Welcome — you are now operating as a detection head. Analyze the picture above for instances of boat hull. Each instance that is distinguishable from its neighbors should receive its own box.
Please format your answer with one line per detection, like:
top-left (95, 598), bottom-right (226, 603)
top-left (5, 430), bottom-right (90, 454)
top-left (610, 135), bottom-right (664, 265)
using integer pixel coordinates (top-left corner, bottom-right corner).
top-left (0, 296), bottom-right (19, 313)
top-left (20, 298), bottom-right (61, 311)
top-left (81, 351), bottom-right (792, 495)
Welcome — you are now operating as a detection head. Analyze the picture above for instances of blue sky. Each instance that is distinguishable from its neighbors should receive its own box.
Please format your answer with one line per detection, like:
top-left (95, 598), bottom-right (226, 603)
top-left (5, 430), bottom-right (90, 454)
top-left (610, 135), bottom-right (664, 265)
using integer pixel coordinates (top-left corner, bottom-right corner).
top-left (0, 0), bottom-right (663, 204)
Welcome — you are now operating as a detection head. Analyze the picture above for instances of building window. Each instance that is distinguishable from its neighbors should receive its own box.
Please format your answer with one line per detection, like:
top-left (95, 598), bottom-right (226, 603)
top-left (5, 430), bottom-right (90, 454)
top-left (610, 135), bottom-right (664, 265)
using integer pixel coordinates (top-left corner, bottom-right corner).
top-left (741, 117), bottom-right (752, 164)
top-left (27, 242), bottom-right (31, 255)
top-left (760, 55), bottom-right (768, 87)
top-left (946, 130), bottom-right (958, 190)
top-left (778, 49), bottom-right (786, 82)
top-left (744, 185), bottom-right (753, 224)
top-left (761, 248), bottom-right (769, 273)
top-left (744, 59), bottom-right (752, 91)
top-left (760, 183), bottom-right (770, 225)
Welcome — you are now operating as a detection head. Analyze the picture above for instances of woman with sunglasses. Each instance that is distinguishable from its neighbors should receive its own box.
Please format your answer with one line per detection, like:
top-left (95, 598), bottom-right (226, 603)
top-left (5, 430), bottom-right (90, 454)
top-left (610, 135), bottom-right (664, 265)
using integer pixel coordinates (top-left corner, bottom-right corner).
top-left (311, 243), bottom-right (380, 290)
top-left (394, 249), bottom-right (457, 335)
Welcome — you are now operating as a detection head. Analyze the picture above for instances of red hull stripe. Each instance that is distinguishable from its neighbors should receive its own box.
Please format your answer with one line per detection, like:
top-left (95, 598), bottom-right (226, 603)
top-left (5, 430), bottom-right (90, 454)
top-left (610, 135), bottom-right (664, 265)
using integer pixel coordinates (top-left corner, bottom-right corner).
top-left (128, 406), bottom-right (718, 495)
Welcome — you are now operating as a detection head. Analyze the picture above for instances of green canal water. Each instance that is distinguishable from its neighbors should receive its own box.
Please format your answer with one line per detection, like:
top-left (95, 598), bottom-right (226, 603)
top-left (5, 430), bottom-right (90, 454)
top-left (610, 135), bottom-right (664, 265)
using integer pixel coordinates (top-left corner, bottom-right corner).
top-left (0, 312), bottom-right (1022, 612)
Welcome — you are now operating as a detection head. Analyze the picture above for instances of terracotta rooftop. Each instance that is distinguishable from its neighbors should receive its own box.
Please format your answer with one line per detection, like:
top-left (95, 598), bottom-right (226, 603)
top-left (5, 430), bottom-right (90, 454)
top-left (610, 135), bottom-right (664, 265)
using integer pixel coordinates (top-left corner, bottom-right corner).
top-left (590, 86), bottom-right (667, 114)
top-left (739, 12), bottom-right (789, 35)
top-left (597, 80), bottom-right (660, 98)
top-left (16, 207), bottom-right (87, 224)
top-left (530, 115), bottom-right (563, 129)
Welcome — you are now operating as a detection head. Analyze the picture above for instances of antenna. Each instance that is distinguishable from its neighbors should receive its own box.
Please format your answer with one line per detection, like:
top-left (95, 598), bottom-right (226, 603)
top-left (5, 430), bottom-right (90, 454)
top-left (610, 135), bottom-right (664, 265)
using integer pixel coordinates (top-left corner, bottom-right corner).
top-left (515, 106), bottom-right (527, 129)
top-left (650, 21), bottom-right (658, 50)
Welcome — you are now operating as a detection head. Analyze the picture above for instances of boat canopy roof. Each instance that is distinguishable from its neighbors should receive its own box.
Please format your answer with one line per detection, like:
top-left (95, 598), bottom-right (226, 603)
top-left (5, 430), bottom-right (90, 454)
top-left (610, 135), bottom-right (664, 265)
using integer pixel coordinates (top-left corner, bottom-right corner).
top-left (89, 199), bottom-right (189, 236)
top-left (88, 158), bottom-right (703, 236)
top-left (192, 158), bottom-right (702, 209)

### [EXERCISE REQUIREMENTS]
Write out the data again in full. Match it exactly.

### [OUTPUT]
Welcome — you are now operating as a detection head. Analyze the picture above for instances of boat hull. Each instance that is distinguishable from its neighbors should receive its own box.
Please format your answer with one line per detection, like:
top-left (95, 598), bottom-right (226, 603)
top-left (5, 430), bottom-right (90, 454)
top-left (610, 135), bottom-right (664, 265)
using integer pixel coordinates (top-left corner, bottom-right corner).
top-left (0, 296), bottom-right (19, 313)
top-left (20, 298), bottom-right (61, 311)
top-left (81, 351), bottom-right (792, 495)
Welcome — you are now operating as a detection head. Analyze the picture above for instances of blue sky. Each instance that is distinguishable from its neighbors should receive its own box.
Please format your answer with one line per detection, like:
top-left (95, 598), bottom-right (226, 603)
top-left (5, 430), bottom-right (90, 454)
top-left (610, 135), bottom-right (664, 265)
using integer pixel coordinates (top-left corner, bottom-right corner).
top-left (0, 0), bottom-right (663, 204)
Welcome — you are now operating as a detection head. Analyze the picture above for instances of building window. Each instance that is distinguishable from its neighbors should receive its own box.
Please format your answer with one line per detection, like:
top-left (95, 598), bottom-right (226, 603)
top-left (5, 430), bottom-right (90, 454)
top-left (610, 135), bottom-right (664, 265)
using integer pixel coordinates (top-left corner, bottom-right corner).
top-left (741, 117), bottom-right (752, 164)
top-left (27, 242), bottom-right (31, 255)
top-left (760, 55), bottom-right (768, 87)
top-left (946, 130), bottom-right (958, 190)
top-left (778, 49), bottom-right (786, 82)
top-left (744, 185), bottom-right (753, 224)
top-left (761, 248), bottom-right (769, 273)
top-left (744, 59), bottom-right (752, 91)
top-left (760, 183), bottom-right (770, 225)
Welcome — you are now operating as a detection head. Analyze the picture above for instances of woman with sunglasses. Each instance that is distinguishable from its neighbors should receive its own box.
Please format your answer with one line per detection, like:
top-left (95, 598), bottom-right (226, 603)
top-left (5, 430), bottom-right (90, 454)
top-left (610, 135), bottom-right (664, 265)
using integer pixel coordinates (top-left corner, bottom-right corner).
top-left (311, 243), bottom-right (380, 290)
top-left (394, 249), bottom-right (457, 335)
Welcome — you are now operating as a detection head. Analyze the picture above for instances of red hull stripe. Each instance that is distinguishable from its neighbors should receive its own box.
Please format your answer with one line per detection, like:
top-left (95, 598), bottom-right (226, 603)
top-left (5, 430), bottom-right (90, 454)
top-left (610, 135), bottom-right (664, 265)
using integer pixel coordinates (top-left corner, bottom-right corner).
top-left (128, 406), bottom-right (718, 495)
Welcome — you are now operating as a detection head. Analyze the picture above for instances of green canal water. Each instance that is distinguishable from its neighbors should receive its own box.
Please format your answer with one line per detection, like:
top-left (95, 598), bottom-right (226, 603)
top-left (5, 430), bottom-right (90, 454)
top-left (610, 135), bottom-right (664, 265)
using integer pixel coordinates (top-left corner, bottom-right corner).
top-left (0, 312), bottom-right (1022, 612)
Welcome — you are now operating as a detection head. Analyze the picture above for instances of terracotta rooftop. Each instance that is distinguishable from its neighbors should receive its own box.
Please format your answer with one line per detection, like:
top-left (95, 598), bottom-right (226, 603)
top-left (5, 430), bottom-right (90, 454)
top-left (610, 135), bottom-right (664, 265)
using integer pixel coordinates (top-left corner, bottom-right corner).
top-left (590, 86), bottom-right (667, 114)
top-left (739, 12), bottom-right (789, 35)
top-left (597, 80), bottom-right (660, 98)
top-left (16, 207), bottom-right (87, 224)
top-left (530, 115), bottom-right (563, 129)
Welcome — you are now operating as a detection head. Analyze the picture above for instances of antenna. Each instance that is distinguishable from its neighbors should receive its own box.
Please format your answer with one line per detection, like:
top-left (95, 598), bottom-right (226, 603)
top-left (5, 430), bottom-right (90, 454)
top-left (610, 135), bottom-right (664, 265)
using integer pixel coordinates (top-left corner, bottom-right corner).
top-left (515, 106), bottom-right (527, 129)
top-left (650, 21), bottom-right (658, 50)
Welcome — you are now operating as a detection head. Analyze the picture above for instances of boat canopy roof. Each instance that is distinguishable from its neighbors should receive its own box.
Please format your answer with one line per detection, like:
top-left (95, 598), bottom-right (226, 603)
top-left (5, 430), bottom-right (90, 454)
top-left (610, 135), bottom-right (664, 265)
using integer pixel coordinates (top-left corner, bottom-right corner).
top-left (89, 199), bottom-right (189, 236)
top-left (88, 158), bottom-right (703, 236)
top-left (192, 158), bottom-right (702, 209)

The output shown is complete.